_EXERCISE REQUIREMENTS_. Each entry below is to be copied verbatim.

_DATASET ENTRIES_.
......

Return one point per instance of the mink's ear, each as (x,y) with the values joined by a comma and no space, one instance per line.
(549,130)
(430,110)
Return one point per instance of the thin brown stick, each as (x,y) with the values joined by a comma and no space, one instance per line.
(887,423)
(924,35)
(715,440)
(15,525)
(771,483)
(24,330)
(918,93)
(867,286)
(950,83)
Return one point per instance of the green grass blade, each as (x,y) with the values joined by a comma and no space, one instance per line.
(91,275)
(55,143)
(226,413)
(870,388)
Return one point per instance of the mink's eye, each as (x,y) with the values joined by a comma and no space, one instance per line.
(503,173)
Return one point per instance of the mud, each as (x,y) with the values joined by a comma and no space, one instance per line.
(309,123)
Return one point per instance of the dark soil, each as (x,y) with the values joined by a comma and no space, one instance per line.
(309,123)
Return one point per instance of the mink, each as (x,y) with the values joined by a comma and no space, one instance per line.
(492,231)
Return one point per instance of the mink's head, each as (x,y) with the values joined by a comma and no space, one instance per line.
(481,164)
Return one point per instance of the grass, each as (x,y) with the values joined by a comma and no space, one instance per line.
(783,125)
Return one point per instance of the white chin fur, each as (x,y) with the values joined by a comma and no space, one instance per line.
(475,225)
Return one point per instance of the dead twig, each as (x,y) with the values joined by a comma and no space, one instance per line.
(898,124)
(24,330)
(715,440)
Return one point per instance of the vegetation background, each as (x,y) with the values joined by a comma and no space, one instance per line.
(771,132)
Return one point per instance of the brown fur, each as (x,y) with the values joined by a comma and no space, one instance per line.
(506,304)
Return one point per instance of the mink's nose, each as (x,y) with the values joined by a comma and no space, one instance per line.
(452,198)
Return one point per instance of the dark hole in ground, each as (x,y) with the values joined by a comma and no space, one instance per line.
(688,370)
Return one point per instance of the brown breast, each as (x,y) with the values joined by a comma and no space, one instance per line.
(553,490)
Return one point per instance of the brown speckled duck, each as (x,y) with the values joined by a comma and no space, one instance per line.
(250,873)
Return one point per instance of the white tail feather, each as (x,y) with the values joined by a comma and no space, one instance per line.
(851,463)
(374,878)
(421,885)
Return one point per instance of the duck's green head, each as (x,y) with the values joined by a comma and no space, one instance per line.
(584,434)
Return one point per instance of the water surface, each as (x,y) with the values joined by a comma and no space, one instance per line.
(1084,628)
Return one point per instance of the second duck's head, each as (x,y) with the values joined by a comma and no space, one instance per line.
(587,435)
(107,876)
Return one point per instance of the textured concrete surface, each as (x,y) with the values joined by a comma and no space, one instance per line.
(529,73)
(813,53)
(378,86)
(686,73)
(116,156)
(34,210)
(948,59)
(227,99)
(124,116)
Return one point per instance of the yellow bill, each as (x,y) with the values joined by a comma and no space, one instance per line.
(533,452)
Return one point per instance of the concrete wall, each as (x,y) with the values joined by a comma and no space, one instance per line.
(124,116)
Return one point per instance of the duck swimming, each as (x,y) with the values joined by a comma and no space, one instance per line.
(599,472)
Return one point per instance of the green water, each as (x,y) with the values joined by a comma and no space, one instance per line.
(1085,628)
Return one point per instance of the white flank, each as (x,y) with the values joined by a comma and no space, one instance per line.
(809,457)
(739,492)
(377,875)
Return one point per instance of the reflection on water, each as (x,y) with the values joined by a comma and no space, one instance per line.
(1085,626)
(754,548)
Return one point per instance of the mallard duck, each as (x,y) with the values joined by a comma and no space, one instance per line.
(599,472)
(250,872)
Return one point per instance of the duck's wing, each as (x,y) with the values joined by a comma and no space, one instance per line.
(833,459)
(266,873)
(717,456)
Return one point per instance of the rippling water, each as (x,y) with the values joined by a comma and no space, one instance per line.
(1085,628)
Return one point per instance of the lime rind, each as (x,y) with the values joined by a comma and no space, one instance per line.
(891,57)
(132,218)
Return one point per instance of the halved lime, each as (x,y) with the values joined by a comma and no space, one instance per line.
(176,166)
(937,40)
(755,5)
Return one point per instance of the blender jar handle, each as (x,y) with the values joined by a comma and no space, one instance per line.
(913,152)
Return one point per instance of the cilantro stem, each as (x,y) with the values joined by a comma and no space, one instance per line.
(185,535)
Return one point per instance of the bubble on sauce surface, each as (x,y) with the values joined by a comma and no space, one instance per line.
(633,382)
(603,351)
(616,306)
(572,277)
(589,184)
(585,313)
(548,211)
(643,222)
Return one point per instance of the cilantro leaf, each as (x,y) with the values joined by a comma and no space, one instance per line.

......

_SOLUTION BELOW_.
Return one point per instance of the mink's ear, each as (x,y) with the values joined by a comma and no space, one instance per line.
(549,130)
(430,110)
Return one point per instance of the thin brown stick, each as (x,y) with the values joined by a comma and no space, one instance per line.
(887,423)
(924,35)
(715,440)
(15,525)
(771,483)
(24,330)
(918,93)
(867,286)
(950,83)
Return one point per instance of the green grass blade, each as (x,y) with the values joined by a comma and no space, one instance per line.
(91,275)
(55,143)
(226,413)
(870,388)
Return one point per instance of the mink's eye, each as (x,y) with the values joined by a comma and no space, one instance per line.
(503,173)
Return one point per instance of the mud, each as (x,y) with the values joined by a comma and no space, one instance per line.
(309,123)
Return one point per instance of the dark soil, each as (x,y) with the values joined by a comma and no space, one instance per line.
(309,123)
Return one point per instance of the mink, each as (x,y) with the values joined by a comma and no space, one instance per line.
(492,231)
Return one point per instance of the mink's head, each as (x,y) with the values joined by a comma and no space, one instance per line.
(481,164)
Return one point per instance of the grass, each as (x,y) with the values joined by a comma and no space, one instance per line.
(783,125)
Return one point per instance of the white chin fur, each as (x,y) with the values joined by a comma and no space, one instance per line.
(475,225)
Return one point per instance of the dead twig, each as (x,y) with the values joined by a comma and no space, one instance per line.
(898,124)
(24,330)
(715,440)
Return one point per instance of the vegetation background, each as (x,y) with the values joined by a comma and no space, one instance per line.
(771,132)
Return one point per instance of the brown fur, each as (x,y) with the values joined by a comma and no space, one instance per line.
(506,304)
Return one point per instance of the mink's nose, each as (x,y) with the values joined by a comma and no space, one instance per line.
(452,198)
Return one point per instance of the dark hole in ground, each as (x,y) with the values joined by a comma and no space, one instance per line.
(688,370)
Return one point per instance of the brown breast, each as (x,y) with the values joined by a comma and no space, one instance per line.
(553,490)
Return one point per instance of the brown speckled duck, each as (x,y) with the values joined by a comma and no space, one instance per line.
(250,873)
Return one point per instance of the white tail feather, each as (x,y) with the values joined by a comma and no space, one instance per line.
(851,463)
(374,878)
(421,885)
Return one point per instance of the duck's green head, each as (x,y) with the values joined by a comma and no space, one instance per line.
(584,434)
Return one point per instance of the water surface, each as (x,y) with the values joined by a comma and no space, one instance per line.
(1084,628)
Return one point per instance of the second duck's head, each as (x,y) with the values joined by a comma and no space, one instance per line.
(587,435)
(107,876)
Return one point per instance of the textured concrete surface, each as (x,y) with the values joined by a comma and no space, one instance per line.
(529,73)
(813,53)
(378,86)
(686,73)
(116,156)
(34,210)
(948,59)
(227,99)
(124,116)
Return one point per instance of the yellow bill, each as (x,y) with the values joined by a comma and no space, one instance per line.
(533,452)
Return one point per instance of the concrete wall, each as (x,y) with the values joined by a comma and no space, one instance per line.
(124,116)
Return one point per instance of the duck swimming, each as (x,y) with the values joined by a comma and no space, one instance per line.
(599,472)
Return one point per instance of the green water, each as (x,y) with the values joined by a comma and no space, one instance per line.
(1085,628)
Return one point per instance of the white flank, each as (x,y) with the values joined by a comma and no space, one instance per line.
(809,457)
(739,492)
(377,875)
Return one point per instance of the reflection on water, each as (x,y) with the values joined by a comma and no space, one instance per line.
(1085,626)
(754,548)
Return one point per instance of the mallard duck, each as (x,y) with the values joined by a comma and no space, one instance per line.
(599,472)
(250,872)
Return one point per instance of the duck's wing, each as (x,y) with the values joined by a comma and no space, one instance per line.
(833,459)
(266,873)
(717,456)
Return one point per instance of the rippling water, each as (x,y) with the values joined by a comma and no space, one instance per line.
(1085,628)
Return one point per instance of the lime rind, each as (x,y) with the values joined by a comma and no space, one instance per line.
(891,57)
(132,218)
Return one point per instance of the halved lime, each as (x,y) with the values joined by a comma and no space, one instance per line.
(176,166)
(937,40)
(755,5)
Return one point per instance of the blender jar handle, each as (x,y) with the values joined by a comma and no space, one instance per line.
(913,152)
Return one point per instance of the cilantro stem, each as (x,y) with the values joined by a comma and no space, one instance per line.
(185,535)
Return one point per instance of the bubble on sauce surface, each as (x,y) with the values joined by a comma and no space, one instance per line.
(633,382)
(603,351)
(616,306)
(572,277)
(589,184)
(585,313)
(548,211)
(643,222)
Return one point per instance of the cilantro leaf, each as (x,y) with the values joined by a comma and no space, one instance per line.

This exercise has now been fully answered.